Secção do documento:
------------------------------------

À partida e desde logo, parece bem mais complexo e difícil enxertar o direito do consumidor no Código Civil do que fazer um diploma de raiz… Trata-se, afinal, em grande medida, de reunir e sistematizar, segundo uma linha de racionalização e coerência interna, direito já hoje vigente na ordem jurídica portuguesa e que permanece fora do Código Civil ou de qualquer outro código. Não se mexe no Código Civil, nada se retira deste, não há qualquer “ataque” ao Código Civil!
Observe-se, em segundo lugar, que teriam de ficar fora do Código Civil aspectos fundamentais do regime jurídico da defesa do consumidor, designadamente os que são de índole processual, penal e administrativa. Faz sentido que a um direito pluridisciplinar se faça corresponder um novo código, que possa ele próprio incluir normas de índole pluridisciplinar. A não ser assim, as normas que visam a defesa do consumidor continuariam a dispersar-se por vários códigos, em prejuízo da sua unidade e identidade. O Código do Consumidor terá pois a vantagem, além do mais, de concentrar toda a disciplina relevante nesta sede, independentemente da natureza civil ou comercial, penal, administrativa ou processual das suas normas.

------------------------------------

O que se pede:
Responda a estas perguntas sobre o texto acerca do Código do Consumidor:
1. O que parece bem mais complexo e difícil do que fazer um diploma de raiz?
2. Que aspetos do regime jurídico da defesa do consumidor teriam de ficar fora do Código Civil?
3. Que vantagem terá o Código do Consumidor, além do mais?

------------------------------------

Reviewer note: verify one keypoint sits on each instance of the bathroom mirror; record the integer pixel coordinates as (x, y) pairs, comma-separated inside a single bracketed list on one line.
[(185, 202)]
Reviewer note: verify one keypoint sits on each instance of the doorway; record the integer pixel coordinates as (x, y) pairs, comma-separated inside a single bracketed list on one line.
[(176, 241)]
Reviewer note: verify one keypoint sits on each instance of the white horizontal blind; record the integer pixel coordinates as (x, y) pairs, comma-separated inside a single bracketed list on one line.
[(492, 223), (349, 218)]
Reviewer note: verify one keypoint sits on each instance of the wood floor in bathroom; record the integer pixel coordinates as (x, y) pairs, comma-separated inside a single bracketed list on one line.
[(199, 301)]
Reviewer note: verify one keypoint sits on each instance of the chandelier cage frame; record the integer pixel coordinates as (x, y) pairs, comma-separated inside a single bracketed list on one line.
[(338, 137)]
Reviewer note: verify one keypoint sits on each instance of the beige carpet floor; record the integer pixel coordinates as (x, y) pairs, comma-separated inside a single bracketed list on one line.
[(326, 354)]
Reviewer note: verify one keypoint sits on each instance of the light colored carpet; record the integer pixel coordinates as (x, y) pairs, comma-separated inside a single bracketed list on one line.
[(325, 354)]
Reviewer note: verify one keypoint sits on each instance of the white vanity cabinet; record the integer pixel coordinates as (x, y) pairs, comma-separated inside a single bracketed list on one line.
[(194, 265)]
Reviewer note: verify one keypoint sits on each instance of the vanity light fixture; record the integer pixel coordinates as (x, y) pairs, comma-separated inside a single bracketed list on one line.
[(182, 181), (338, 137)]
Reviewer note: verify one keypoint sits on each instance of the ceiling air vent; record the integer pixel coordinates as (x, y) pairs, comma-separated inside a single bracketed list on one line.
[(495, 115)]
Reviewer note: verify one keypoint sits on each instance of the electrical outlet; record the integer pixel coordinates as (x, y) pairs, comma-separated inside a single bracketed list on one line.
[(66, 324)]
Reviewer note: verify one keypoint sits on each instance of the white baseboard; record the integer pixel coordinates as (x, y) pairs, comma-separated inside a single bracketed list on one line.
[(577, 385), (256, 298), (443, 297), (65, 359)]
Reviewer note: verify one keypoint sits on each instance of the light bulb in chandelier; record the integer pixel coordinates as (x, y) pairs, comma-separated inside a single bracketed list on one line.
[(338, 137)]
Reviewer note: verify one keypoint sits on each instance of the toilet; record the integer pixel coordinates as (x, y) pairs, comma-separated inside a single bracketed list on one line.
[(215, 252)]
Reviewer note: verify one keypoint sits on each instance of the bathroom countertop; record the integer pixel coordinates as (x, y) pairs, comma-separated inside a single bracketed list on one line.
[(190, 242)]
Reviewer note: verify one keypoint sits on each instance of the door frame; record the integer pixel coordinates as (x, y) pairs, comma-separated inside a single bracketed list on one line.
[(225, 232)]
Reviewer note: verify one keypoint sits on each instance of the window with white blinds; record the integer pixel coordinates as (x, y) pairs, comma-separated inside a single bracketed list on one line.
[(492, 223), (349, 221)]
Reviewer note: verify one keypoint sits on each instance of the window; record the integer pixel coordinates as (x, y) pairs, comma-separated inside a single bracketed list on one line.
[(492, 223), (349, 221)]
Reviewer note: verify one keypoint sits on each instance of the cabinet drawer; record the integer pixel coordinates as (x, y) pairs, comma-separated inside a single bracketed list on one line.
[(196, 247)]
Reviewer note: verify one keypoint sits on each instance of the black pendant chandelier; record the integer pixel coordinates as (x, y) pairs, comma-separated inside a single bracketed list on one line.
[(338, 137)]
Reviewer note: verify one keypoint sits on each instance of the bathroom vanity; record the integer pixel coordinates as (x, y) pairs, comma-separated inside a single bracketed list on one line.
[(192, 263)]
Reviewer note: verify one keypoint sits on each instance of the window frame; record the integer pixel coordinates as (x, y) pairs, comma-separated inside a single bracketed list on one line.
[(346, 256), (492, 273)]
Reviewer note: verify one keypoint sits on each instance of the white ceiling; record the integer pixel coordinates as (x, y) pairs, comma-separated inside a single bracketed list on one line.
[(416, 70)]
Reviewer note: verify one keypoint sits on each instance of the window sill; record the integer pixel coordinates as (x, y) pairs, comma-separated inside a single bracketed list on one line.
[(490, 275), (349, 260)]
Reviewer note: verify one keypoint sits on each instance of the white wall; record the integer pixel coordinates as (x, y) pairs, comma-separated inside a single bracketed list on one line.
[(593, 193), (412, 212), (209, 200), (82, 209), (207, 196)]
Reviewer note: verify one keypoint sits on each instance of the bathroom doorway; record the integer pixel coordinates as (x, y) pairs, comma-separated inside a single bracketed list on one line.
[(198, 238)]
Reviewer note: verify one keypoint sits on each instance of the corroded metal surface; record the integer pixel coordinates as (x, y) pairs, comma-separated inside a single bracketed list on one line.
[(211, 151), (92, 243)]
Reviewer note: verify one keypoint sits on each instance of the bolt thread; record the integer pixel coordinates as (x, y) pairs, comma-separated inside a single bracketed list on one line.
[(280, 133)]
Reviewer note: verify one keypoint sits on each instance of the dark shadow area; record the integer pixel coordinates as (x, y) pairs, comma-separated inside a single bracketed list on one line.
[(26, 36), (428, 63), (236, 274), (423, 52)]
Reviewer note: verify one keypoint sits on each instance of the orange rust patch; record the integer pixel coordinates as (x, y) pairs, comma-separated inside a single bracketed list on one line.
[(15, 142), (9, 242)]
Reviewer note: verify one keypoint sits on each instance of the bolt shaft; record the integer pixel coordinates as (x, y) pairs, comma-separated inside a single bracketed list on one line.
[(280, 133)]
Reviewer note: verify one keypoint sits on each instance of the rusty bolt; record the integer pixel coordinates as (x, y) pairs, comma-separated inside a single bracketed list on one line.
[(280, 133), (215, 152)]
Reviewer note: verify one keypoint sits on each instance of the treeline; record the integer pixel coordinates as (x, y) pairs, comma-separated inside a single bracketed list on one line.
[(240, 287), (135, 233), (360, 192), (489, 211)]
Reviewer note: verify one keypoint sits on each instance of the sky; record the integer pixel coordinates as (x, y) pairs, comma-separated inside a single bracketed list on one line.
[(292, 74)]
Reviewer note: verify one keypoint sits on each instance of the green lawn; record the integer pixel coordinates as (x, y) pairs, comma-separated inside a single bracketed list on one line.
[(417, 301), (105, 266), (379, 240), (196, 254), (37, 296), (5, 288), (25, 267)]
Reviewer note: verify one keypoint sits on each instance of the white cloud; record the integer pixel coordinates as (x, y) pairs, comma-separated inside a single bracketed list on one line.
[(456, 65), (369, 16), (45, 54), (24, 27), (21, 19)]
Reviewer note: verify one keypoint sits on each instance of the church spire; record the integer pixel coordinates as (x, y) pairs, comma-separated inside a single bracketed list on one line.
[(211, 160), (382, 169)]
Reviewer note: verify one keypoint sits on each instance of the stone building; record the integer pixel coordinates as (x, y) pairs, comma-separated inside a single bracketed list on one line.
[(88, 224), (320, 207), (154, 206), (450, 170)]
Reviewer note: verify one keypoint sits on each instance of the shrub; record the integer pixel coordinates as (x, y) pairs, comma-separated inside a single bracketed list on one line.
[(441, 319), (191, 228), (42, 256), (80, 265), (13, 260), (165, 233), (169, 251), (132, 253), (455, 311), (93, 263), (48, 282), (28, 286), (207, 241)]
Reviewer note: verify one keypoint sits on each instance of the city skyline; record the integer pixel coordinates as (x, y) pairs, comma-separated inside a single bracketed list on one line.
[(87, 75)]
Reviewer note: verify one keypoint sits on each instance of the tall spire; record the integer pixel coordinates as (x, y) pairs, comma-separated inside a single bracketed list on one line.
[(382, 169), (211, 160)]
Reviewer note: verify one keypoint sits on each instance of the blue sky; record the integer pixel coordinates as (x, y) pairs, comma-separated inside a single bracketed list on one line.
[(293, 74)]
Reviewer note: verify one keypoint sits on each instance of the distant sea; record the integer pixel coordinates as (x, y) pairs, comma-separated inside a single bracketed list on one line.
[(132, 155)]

------------------------------------

Resposta à tarefa:
1. Enxertar o direito do consumidor no Código Civil.
2. Os de índole processual, penal e administrativa.
3. Concentrar toda a disciplina relevante nesta sede, independentemente da natureza civil ou comercial, penal, administrativa ou processual das suas normas.